Assigned task ::
Read through the listing below, and copy every line where the string "each" appears.

Data to process ::
------------------------------------------------

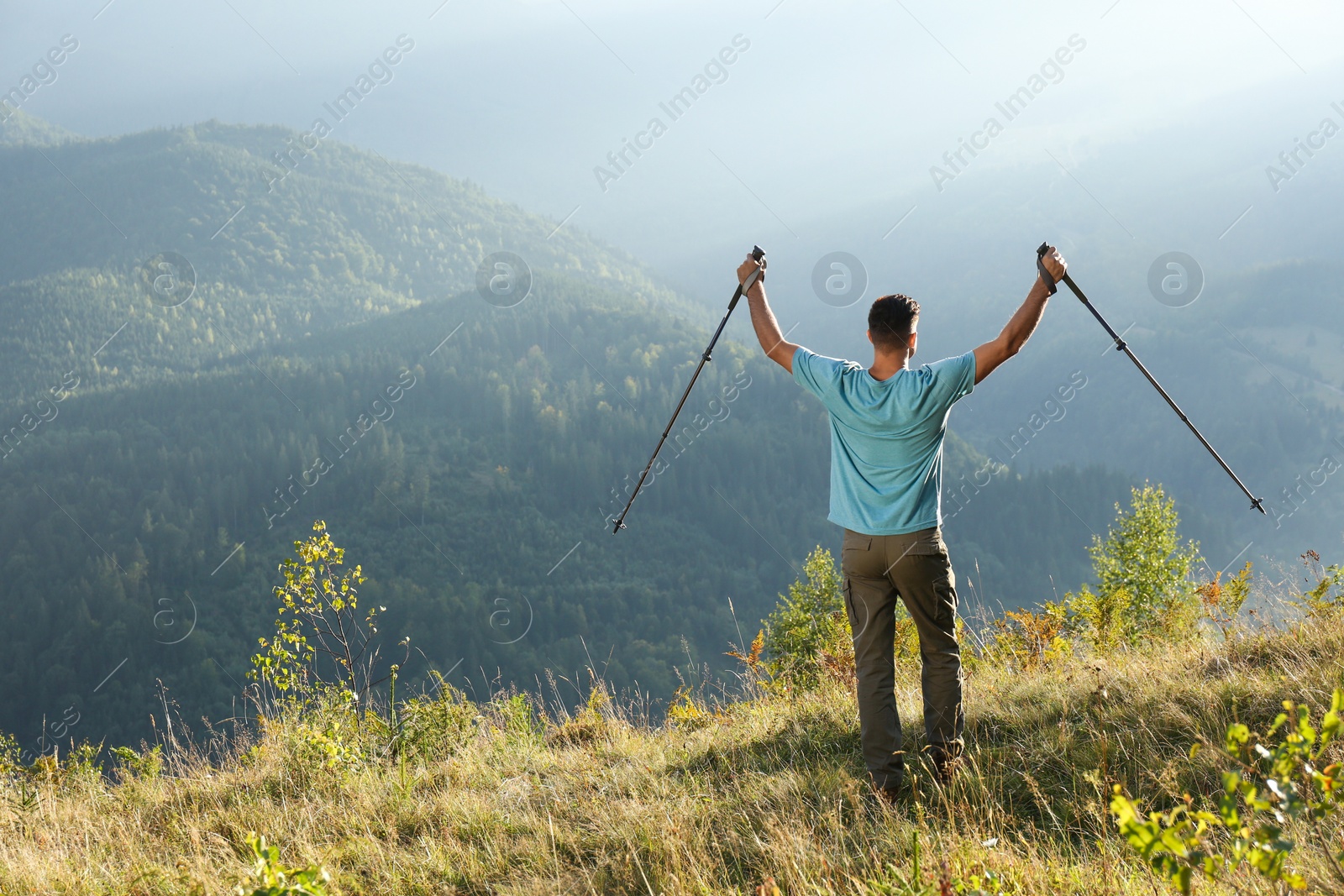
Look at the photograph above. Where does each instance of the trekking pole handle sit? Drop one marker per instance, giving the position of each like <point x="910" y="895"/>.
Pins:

------------------------------------------------

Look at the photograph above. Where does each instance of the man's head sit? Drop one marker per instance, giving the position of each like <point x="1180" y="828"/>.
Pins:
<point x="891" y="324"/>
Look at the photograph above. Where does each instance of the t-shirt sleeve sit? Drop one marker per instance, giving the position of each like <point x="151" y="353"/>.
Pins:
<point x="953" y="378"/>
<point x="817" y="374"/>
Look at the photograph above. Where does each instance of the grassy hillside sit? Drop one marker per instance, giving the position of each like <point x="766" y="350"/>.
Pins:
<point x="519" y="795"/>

------------------------------------------------

Written response ::
Look at the photograph above. Where does each instance of the trekking pole handle sit? Drop one marker per instance, giving the position of each like <point x="910" y="895"/>.
Look at the photograph above. Where does each instance of the man's head sit? Drop one marker per instance, giving the position of each like <point x="1180" y="828"/>.
Look at the photograph above. Where does each instance of the t-shirt sleeve sit? Drop one marker per instance, giving the position of each like <point x="151" y="353"/>.
Look at the photograph above. Where does each instance of the grassy hillside sit? Drop one marker per instance, giving the position of each like <point x="766" y="350"/>.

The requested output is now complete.